* _Goal_
Put the records from the line containing "of the fence" through the line containing "x=842, y=202" into a two-column CSV with the headers instruction and points. Give one row per record, with its text under instruction and its answer under points, each in a single quoted field with line breaks replaced by spaces.

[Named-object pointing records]
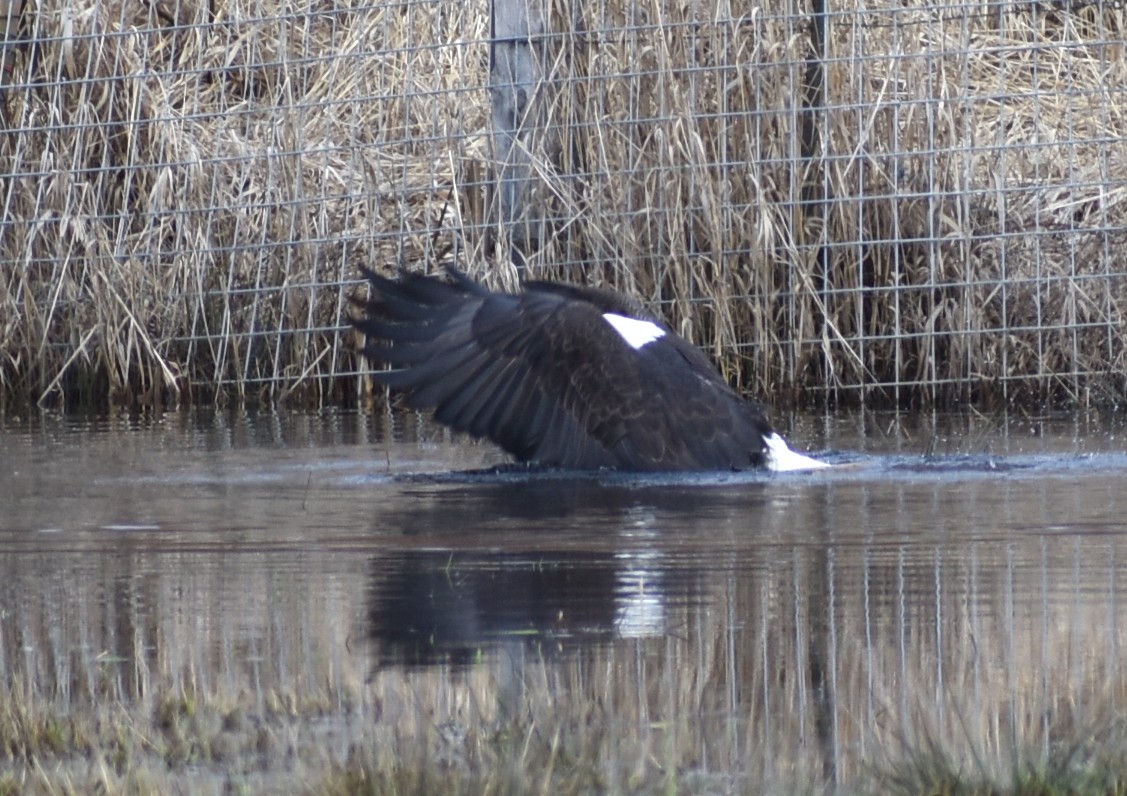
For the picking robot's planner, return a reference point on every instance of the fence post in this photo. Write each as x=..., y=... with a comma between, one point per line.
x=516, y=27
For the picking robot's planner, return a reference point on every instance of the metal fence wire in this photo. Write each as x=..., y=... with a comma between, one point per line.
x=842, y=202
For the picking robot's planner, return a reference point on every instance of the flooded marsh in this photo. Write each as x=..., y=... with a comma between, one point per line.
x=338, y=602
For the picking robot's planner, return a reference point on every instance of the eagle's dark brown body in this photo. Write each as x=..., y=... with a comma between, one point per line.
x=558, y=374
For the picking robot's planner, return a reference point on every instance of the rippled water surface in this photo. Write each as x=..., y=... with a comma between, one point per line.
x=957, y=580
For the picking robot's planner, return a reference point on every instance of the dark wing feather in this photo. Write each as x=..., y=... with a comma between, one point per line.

...

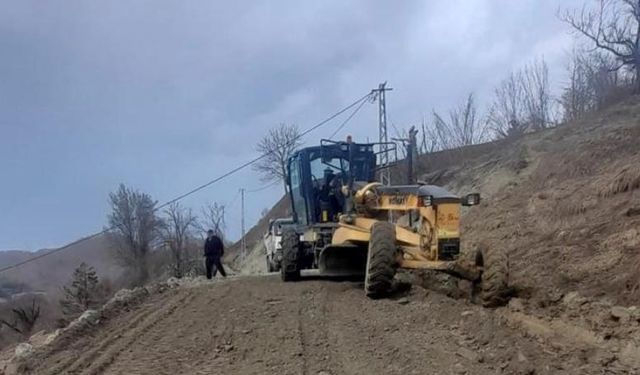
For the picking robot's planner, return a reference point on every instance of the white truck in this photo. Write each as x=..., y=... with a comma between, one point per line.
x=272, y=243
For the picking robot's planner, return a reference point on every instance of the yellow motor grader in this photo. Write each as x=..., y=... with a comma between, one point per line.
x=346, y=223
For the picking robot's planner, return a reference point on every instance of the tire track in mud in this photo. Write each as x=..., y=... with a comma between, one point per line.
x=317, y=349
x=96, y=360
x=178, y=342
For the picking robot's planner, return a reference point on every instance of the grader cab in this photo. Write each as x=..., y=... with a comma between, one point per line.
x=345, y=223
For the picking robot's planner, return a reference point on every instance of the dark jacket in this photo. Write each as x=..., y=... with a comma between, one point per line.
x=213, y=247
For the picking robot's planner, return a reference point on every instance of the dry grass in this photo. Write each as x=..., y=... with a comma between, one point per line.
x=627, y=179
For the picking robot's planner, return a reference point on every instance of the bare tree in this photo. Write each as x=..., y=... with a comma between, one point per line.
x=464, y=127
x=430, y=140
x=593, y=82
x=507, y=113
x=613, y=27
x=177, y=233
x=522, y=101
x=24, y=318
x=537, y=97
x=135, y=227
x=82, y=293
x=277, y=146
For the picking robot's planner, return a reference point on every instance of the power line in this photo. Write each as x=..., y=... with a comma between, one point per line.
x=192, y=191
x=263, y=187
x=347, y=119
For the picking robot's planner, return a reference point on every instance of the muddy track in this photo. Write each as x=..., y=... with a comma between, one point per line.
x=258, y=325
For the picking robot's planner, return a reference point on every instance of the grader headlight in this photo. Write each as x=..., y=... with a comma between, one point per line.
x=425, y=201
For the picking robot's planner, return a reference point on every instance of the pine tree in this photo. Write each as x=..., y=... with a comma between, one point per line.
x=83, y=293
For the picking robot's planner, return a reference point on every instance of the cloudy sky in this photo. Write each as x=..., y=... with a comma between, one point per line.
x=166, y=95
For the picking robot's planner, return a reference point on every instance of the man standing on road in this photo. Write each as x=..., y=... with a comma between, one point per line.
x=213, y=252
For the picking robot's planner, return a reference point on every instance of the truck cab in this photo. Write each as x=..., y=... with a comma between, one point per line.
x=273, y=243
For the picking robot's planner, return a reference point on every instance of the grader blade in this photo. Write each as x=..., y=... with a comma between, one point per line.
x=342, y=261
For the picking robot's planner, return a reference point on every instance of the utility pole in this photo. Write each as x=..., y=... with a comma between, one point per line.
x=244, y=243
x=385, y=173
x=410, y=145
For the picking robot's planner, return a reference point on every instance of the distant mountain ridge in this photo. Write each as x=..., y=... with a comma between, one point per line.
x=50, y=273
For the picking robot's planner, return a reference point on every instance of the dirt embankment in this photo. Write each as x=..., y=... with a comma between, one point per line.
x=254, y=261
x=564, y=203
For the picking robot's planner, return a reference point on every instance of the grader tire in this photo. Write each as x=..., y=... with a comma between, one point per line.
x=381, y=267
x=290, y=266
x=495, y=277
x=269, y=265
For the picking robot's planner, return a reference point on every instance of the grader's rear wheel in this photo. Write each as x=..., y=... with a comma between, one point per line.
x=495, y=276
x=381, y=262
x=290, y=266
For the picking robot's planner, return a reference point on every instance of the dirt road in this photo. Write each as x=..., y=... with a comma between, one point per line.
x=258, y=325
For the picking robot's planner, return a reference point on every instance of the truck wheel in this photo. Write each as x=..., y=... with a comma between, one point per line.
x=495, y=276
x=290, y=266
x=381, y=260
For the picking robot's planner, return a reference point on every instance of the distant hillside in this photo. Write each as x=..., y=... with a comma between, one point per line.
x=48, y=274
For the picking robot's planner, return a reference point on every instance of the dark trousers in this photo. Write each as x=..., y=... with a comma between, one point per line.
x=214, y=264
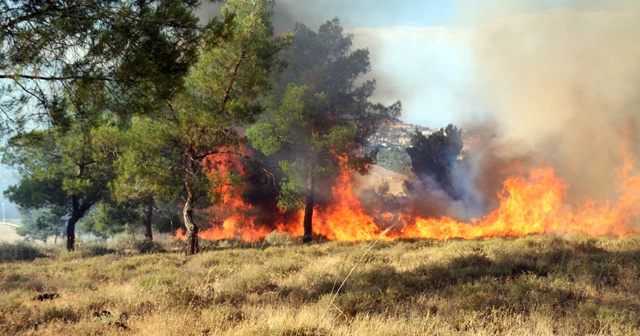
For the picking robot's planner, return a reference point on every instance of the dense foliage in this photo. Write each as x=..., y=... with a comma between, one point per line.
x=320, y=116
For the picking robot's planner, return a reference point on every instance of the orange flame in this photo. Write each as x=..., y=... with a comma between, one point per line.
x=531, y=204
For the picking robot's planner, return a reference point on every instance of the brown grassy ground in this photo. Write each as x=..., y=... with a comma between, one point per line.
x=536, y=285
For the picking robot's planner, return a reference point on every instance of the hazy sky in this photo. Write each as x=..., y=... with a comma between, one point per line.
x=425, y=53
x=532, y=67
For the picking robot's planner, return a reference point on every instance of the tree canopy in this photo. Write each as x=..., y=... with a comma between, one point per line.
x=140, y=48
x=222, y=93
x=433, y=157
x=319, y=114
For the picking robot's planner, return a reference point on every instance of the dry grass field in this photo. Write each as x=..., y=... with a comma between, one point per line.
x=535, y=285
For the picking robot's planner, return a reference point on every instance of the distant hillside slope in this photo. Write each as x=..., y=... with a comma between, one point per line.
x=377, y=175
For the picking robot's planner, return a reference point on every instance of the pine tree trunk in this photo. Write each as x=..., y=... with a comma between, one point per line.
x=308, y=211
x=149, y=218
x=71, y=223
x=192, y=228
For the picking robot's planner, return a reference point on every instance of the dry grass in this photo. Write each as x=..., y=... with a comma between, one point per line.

* * *

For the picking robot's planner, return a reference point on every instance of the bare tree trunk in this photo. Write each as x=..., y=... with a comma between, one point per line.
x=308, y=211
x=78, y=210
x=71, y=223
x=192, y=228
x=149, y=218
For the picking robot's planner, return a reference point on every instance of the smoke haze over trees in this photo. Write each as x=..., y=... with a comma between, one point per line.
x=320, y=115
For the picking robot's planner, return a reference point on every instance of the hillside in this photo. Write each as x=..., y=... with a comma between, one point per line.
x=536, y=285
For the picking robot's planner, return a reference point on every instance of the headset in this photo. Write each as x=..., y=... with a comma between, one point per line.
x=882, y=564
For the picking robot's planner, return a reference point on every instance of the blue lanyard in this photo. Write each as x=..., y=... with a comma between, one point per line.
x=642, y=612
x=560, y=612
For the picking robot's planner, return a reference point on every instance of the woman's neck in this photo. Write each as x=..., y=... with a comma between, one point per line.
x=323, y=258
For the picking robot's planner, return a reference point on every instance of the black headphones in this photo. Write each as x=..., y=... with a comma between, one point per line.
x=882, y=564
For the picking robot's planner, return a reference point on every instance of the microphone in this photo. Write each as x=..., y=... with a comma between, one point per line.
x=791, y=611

* _Task output_
instruction,points
"For the picking robot's planner, return a reference point on every instance of the fence post in this photo. Write each as x=..., y=... with a comma between, one point per line.","x=516, y=27"
"For the picking robot's planner, return a reference point on every instance of the metal fence wire in this photo. Write each as x=..., y=... with a comma between, one point per line.","x=842, y=202"